[[ DATA SUPPLIED, beginning ]]

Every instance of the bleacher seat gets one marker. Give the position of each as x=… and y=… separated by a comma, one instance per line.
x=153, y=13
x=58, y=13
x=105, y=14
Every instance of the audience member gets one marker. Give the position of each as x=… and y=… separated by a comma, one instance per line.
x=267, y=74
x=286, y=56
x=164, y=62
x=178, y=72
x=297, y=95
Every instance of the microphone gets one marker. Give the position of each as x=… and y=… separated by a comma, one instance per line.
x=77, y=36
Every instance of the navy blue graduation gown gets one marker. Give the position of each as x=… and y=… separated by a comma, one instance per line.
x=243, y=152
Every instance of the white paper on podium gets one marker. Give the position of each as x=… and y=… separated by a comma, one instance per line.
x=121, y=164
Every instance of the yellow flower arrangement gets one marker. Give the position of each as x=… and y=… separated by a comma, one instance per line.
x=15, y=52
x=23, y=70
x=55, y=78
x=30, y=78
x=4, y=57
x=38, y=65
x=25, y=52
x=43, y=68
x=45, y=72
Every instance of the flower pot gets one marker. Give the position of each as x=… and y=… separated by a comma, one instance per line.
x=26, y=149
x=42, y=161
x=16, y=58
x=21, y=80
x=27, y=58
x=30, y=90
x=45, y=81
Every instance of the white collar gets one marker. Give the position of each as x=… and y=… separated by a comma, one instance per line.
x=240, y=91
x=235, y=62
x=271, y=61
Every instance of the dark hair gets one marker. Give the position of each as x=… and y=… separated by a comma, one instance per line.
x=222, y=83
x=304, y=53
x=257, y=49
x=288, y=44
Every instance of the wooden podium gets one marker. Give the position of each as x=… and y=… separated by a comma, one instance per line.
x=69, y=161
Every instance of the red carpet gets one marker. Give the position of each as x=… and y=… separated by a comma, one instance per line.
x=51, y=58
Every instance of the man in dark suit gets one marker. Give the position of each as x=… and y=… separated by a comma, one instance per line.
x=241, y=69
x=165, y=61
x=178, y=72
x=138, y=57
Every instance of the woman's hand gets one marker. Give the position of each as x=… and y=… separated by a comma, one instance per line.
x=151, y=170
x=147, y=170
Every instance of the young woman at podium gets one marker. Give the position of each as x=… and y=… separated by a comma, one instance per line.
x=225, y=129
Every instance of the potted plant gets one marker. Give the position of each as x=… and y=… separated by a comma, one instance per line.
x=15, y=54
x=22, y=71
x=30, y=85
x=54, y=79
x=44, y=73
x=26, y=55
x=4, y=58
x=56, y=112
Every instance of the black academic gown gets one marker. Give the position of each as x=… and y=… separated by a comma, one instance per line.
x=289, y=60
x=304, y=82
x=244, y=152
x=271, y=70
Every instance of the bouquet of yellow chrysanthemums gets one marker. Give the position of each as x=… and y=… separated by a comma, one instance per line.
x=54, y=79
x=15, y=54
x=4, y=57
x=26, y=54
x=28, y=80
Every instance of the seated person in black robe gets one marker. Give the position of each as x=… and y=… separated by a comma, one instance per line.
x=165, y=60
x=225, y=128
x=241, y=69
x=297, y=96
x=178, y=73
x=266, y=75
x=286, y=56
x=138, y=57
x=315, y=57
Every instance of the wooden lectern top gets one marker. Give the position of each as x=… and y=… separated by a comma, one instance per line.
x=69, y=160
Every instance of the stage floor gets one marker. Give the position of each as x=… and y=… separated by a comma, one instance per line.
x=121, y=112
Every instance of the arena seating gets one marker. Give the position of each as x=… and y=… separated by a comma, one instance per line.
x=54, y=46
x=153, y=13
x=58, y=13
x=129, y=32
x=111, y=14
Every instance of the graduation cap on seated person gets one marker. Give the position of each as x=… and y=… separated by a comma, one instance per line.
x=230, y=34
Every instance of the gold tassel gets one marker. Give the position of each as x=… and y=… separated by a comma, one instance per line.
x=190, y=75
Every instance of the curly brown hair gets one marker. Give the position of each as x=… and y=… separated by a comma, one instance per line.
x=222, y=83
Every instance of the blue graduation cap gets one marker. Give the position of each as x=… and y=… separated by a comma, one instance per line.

[[ DATA SUPPLIED, end ]]

• **TASK TO COMPLETE**
The response should consist of all the entries, reproduced word for word.

• **OUTPUT FOR THIS TASK**
Every instance of the bleacher seat gets one marker. Give the position of each as x=… and y=… separated by a comma, one instance per line.
x=153, y=13
x=58, y=13
x=105, y=14
Every instance of the audience member gets one marker. Give the position of each as x=… and y=… separated by a comma, one instance per line.
x=267, y=74
x=286, y=56
x=164, y=62
x=178, y=72
x=297, y=95
Every instance of the microphone gets one marker. Give the position of each as x=… and y=… separated by a comma, one instance per line.
x=77, y=36
Every instance of the navy blue graduation gown gets one marker. Give the position of each as x=… and y=… separated by a comma, one instance per line.
x=243, y=152
Every instance of the white paper on podium gets one marker. Give the position of each as x=… and y=… separated by a comma, one instance per line.
x=121, y=164
Every instance of the yellow flower arrangement gets one marker. Give the position of each as x=… and y=… separated by a comma, one instance per line.
x=15, y=52
x=23, y=70
x=55, y=78
x=30, y=78
x=4, y=57
x=38, y=65
x=25, y=52
x=43, y=68
x=45, y=72
Every instance of the flower pot gets one marker. Give the position of each as x=… and y=… separated by a comma, one instance per line.
x=26, y=149
x=42, y=161
x=16, y=58
x=21, y=80
x=27, y=58
x=30, y=90
x=45, y=81
Every instance of the white collar gets one marker. Give the position of each as x=… and y=… separated by a comma, one instance per line.
x=240, y=91
x=235, y=62
x=271, y=61
Every instance of the dark hair gets one marker. Give the position of each as x=… and y=… separated by a comma, one instance per line.
x=222, y=83
x=304, y=53
x=257, y=49
x=288, y=44
Every instance of the wooden podium gets one marker. Give the position of each as x=… and y=… separated by a comma, one instance per line.
x=69, y=161
Every instance of the red carpet gets one marker. Give the position of each as x=… and y=… separated by a comma, one instance per line.
x=51, y=58
Every instance of the man in dark suit gets one marker. Give the position of each as x=… and y=… separated by a comma, one instance per line.
x=241, y=69
x=165, y=61
x=178, y=72
x=138, y=57
Every instance of the woman's hand gets one marker. Give the position of each as x=… and y=… separated by a comma, one instance per line.
x=151, y=170
x=147, y=170
Every instance of the young woman at podium gets one marker. Give the position of each as x=… and y=… separated by a comma, one instance per line.
x=225, y=129
Every instance of the potted plant gets one marker. Give the position of each as x=… and y=… separated by a comma, one instance per line.
x=15, y=54
x=22, y=71
x=30, y=85
x=54, y=79
x=44, y=73
x=26, y=55
x=4, y=58
x=56, y=112
Every instance of the black academic gown gets one marker. Give the position of each as x=… and y=… separated by a comma, one instance per line.
x=289, y=60
x=304, y=82
x=244, y=152
x=271, y=70
Every instance of the bouquet of yellow chrysanthemums gets one marker. Give the position of each as x=… and y=… separated by a comma, one instance per line.
x=54, y=79
x=15, y=54
x=4, y=57
x=26, y=54
x=28, y=80
Every instance of the seated person in black robe gets one marker. Give the position of each as x=… and y=… separated by a comma, one instance per line.
x=165, y=60
x=225, y=128
x=241, y=69
x=297, y=96
x=178, y=73
x=266, y=75
x=286, y=56
x=138, y=57
x=315, y=57
Every instance of the wooden lectern top gets one marker. Give the position of each as x=… and y=… separated by a comma, one instance per line.
x=69, y=160
Every instance of the stage floor gets one marker. Give the position of each as x=… and y=… separated by a comma, one instance per line.
x=121, y=112
Every instance of the arena seating gets one marker. Give the position of each as x=… and y=… separated by a comma, one instance per line.
x=54, y=46
x=153, y=13
x=58, y=13
x=129, y=32
x=111, y=14
Every instance of the graduation cap on seated person gets one marker. Give the position of each as x=… and y=… separated by a comma, one instance per line.
x=230, y=34
Every instance of the gold tassel gets one marker. Give the position of each as x=… and y=… separated by a comma, one instance per line.
x=190, y=75
Every instance of the curly brown hair gets one marker. Give the position of each as x=… and y=… separated by a comma, one instance per line.
x=222, y=83
Every instance of the blue graduation cap gets one marker. Give the position of each as x=… and y=… separated by a comma, one instance per line.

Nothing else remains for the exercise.